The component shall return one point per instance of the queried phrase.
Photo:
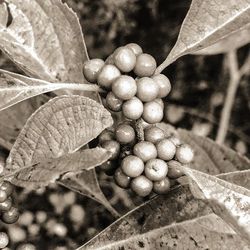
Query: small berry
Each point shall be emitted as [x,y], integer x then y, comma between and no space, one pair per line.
[132,166]
[156,169]
[152,112]
[108,74]
[145,65]
[141,185]
[133,108]
[166,149]
[145,150]
[162,186]
[184,154]
[124,87]
[91,69]
[147,89]
[125,134]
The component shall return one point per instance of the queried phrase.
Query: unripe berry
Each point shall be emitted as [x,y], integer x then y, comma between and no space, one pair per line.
[125,134]
[165,149]
[113,103]
[145,65]
[91,69]
[124,87]
[147,89]
[142,186]
[153,134]
[108,74]
[156,169]
[164,85]
[152,112]
[121,179]
[145,150]
[162,186]
[184,154]
[133,108]
[132,166]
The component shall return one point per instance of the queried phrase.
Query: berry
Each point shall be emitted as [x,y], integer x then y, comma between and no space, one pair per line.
[153,134]
[133,108]
[125,134]
[113,103]
[132,166]
[164,85]
[166,149]
[145,150]
[141,185]
[121,179]
[162,186]
[152,112]
[147,89]
[145,65]
[107,75]
[156,169]
[184,154]
[124,59]
[91,69]
[124,87]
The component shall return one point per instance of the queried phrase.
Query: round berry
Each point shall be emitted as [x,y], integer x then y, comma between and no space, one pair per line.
[147,89]
[153,134]
[132,166]
[156,169]
[162,186]
[135,48]
[108,74]
[91,69]
[113,103]
[152,112]
[166,149]
[124,87]
[113,147]
[184,154]
[125,134]
[141,185]
[145,65]
[164,85]
[133,108]
[121,179]
[145,150]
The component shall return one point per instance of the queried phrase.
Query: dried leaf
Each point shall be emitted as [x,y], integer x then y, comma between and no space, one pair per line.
[206,23]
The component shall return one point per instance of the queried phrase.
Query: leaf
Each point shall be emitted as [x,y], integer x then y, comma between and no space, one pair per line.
[15,88]
[44,39]
[206,23]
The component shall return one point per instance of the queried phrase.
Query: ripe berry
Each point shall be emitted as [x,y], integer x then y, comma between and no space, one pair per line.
[91,69]
[153,134]
[152,112]
[164,85]
[166,149]
[147,89]
[133,108]
[162,186]
[145,65]
[141,185]
[145,150]
[124,87]
[124,59]
[113,103]
[156,169]
[121,179]
[125,134]
[107,75]
[132,166]
[184,154]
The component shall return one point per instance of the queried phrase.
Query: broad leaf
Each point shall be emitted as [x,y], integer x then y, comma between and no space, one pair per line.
[206,23]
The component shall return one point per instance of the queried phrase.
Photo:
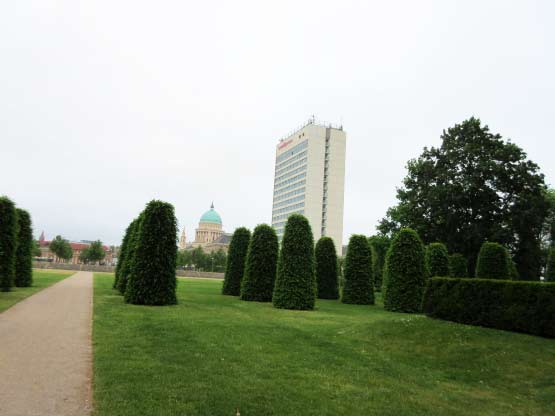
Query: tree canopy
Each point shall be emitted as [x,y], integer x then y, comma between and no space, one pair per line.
[475,187]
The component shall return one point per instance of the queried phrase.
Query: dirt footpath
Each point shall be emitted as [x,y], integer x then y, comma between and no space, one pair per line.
[46,351]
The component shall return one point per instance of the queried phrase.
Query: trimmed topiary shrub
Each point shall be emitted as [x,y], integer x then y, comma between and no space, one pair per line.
[458,266]
[152,280]
[24,251]
[128,255]
[379,245]
[326,269]
[295,286]
[550,268]
[123,252]
[493,262]
[405,276]
[437,260]
[359,282]
[236,259]
[261,265]
[503,304]
[8,243]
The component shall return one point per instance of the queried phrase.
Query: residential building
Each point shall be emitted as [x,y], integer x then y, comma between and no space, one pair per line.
[310,178]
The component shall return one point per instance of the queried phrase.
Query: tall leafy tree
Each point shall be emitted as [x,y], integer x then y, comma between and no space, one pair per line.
[61,248]
[8,243]
[238,247]
[379,245]
[359,281]
[295,286]
[260,270]
[474,187]
[327,274]
[24,252]
[437,260]
[152,280]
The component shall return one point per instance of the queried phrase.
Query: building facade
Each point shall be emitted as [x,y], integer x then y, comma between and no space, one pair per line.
[310,180]
[209,235]
[77,247]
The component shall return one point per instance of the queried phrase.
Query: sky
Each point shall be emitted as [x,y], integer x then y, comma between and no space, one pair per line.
[105,105]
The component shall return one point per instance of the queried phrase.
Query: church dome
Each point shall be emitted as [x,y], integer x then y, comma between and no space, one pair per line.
[211,216]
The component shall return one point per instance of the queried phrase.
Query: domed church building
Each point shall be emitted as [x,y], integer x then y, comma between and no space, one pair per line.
[209,235]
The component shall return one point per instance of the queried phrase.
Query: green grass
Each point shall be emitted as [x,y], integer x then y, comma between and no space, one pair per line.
[211,354]
[41,280]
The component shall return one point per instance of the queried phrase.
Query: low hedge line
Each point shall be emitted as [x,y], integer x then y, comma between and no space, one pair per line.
[503,304]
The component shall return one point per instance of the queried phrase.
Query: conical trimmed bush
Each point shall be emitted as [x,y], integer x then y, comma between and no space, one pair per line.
[405,275]
[24,252]
[295,286]
[127,255]
[152,280]
[8,243]
[326,269]
[236,259]
[359,282]
[261,265]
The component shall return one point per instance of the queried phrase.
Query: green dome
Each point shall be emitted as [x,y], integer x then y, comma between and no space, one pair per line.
[211,216]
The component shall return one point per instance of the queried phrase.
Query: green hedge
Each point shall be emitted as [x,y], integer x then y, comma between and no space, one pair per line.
[458,266]
[359,282]
[493,262]
[437,260]
[295,286]
[152,280]
[24,253]
[236,258]
[379,245]
[503,304]
[8,243]
[326,269]
[550,269]
[405,273]
[261,265]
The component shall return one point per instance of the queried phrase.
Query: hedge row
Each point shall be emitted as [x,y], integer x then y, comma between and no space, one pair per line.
[503,304]
[16,246]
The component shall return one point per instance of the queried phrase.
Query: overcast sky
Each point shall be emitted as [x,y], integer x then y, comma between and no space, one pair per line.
[105,105]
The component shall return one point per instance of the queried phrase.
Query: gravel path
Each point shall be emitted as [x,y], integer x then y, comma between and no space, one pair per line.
[46,352]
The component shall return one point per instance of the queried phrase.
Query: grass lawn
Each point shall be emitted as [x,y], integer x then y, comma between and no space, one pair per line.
[212,354]
[41,280]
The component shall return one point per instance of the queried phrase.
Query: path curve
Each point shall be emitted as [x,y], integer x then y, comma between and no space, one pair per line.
[46,351]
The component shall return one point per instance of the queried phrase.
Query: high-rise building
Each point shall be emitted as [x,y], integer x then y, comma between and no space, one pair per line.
[310,179]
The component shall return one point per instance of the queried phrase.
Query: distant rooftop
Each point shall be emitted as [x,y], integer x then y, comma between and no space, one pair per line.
[313,120]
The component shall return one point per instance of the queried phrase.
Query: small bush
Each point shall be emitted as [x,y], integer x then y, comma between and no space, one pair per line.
[24,251]
[550,269]
[359,282]
[405,275]
[379,245]
[127,254]
[295,286]
[261,265]
[503,304]
[8,243]
[152,280]
[326,269]
[493,262]
[458,266]
[236,258]
[437,260]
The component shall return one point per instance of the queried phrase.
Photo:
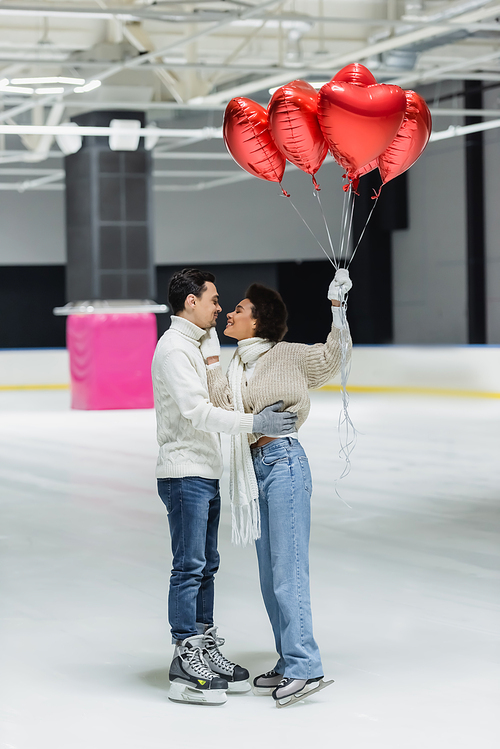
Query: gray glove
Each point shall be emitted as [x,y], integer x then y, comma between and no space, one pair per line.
[274,423]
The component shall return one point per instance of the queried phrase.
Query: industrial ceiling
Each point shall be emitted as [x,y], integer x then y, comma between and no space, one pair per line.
[181,62]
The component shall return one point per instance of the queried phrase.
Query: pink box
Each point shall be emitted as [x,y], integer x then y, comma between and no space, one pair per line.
[110,360]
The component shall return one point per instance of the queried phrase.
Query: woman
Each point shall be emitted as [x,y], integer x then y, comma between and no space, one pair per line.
[270,479]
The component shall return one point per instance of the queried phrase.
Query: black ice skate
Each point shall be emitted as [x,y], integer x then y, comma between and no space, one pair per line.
[266,683]
[191,679]
[290,691]
[236,676]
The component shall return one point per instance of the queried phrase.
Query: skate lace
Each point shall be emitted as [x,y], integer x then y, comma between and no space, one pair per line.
[212,646]
[195,659]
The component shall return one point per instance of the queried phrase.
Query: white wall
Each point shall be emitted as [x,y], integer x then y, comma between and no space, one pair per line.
[32,228]
[247,221]
[492,200]
[457,369]
[429,271]
[244,222]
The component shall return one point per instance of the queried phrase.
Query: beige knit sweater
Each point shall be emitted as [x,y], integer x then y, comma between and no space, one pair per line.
[286,372]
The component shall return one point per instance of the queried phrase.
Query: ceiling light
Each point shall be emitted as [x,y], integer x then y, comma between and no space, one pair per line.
[90,86]
[50,79]
[16,89]
[124,141]
[55,90]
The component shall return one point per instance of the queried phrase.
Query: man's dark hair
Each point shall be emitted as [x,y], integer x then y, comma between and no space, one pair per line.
[185,282]
[269,310]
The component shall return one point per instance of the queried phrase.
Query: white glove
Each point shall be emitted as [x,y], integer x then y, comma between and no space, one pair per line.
[337,290]
[340,285]
[209,344]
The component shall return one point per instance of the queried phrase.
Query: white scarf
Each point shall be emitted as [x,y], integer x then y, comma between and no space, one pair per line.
[243,489]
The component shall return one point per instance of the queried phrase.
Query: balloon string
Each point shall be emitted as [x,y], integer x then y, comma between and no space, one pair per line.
[345,229]
[346,429]
[351,217]
[309,228]
[364,229]
[316,195]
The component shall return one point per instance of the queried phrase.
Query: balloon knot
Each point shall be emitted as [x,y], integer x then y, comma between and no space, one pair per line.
[315,183]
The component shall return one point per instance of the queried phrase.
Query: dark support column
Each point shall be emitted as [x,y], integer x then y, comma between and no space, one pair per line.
[474,175]
[108,217]
[370,301]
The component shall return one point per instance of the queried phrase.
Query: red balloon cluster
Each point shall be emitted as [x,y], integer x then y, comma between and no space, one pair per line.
[363,124]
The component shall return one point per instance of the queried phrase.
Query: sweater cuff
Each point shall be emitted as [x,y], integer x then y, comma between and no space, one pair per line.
[246,423]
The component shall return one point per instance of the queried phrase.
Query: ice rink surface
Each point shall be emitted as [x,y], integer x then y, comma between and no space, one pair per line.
[405,584]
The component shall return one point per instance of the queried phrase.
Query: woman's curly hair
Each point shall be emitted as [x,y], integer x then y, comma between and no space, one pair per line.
[269,310]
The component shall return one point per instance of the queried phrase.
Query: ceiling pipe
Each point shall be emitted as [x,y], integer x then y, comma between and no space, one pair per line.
[339,61]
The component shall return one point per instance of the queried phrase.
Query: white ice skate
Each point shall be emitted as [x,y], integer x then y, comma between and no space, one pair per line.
[265,684]
[236,676]
[191,679]
[290,691]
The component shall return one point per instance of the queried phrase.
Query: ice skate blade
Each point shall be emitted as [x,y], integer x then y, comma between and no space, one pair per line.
[238,687]
[308,690]
[180,692]
[263,691]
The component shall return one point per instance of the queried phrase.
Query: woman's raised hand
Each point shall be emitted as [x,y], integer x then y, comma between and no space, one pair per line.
[341,284]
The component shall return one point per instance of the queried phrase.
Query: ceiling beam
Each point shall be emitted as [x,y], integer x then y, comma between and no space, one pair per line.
[338,61]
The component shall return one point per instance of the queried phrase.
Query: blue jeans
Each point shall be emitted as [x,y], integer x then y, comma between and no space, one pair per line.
[284,481]
[193,506]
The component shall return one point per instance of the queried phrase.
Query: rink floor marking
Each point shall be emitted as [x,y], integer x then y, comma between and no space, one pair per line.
[35,387]
[446,392]
[405,390]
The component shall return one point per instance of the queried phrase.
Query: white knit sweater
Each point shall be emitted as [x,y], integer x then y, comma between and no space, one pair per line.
[188,425]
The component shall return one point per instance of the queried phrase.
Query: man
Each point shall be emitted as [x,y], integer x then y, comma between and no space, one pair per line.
[188,471]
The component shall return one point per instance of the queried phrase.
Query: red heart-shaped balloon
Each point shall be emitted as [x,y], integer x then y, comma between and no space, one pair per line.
[248,140]
[359,123]
[410,141]
[357,74]
[294,125]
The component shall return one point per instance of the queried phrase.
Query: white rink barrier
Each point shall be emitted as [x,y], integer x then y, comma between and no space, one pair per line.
[442,370]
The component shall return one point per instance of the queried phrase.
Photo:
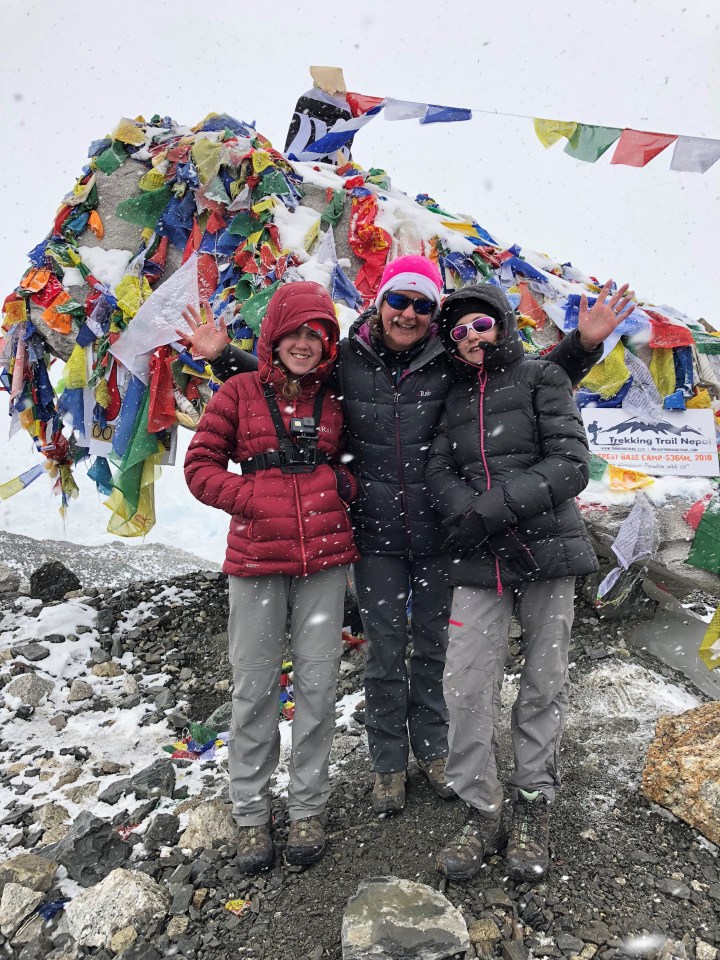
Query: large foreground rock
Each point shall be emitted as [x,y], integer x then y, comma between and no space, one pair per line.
[52,581]
[682,770]
[124,898]
[392,919]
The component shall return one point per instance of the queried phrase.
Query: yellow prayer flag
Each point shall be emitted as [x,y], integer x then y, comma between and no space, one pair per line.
[75,372]
[710,657]
[261,161]
[550,131]
[127,131]
[700,401]
[10,488]
[131,293]
[312,235]
[662,370]
[102,394]
[15,312]
[152,180]
[622,479]
[609,375]
[206,156]
[267,203]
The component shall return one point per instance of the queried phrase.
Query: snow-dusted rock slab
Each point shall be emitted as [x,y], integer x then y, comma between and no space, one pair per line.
[390,918]
[124,898]
[209,823]
[682,771]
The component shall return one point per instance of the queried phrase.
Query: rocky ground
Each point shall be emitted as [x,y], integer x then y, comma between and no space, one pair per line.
[627,879]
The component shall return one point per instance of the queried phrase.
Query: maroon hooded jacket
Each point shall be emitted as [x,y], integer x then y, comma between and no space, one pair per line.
[286,523]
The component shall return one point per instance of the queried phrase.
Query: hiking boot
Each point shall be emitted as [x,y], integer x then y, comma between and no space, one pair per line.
[463,857]
[306,841]
[434,770]
[388,795]
[255,849]
[527,850]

------------------------------------------------------------------------

# [WHAT THIS TASK INVOLVES]
Pull out every line of the rows above that contains the string "hair", copying each one in full.

# [PROBLEM SOLUTION]
Query: man's dark hair
Query: woman's curly hair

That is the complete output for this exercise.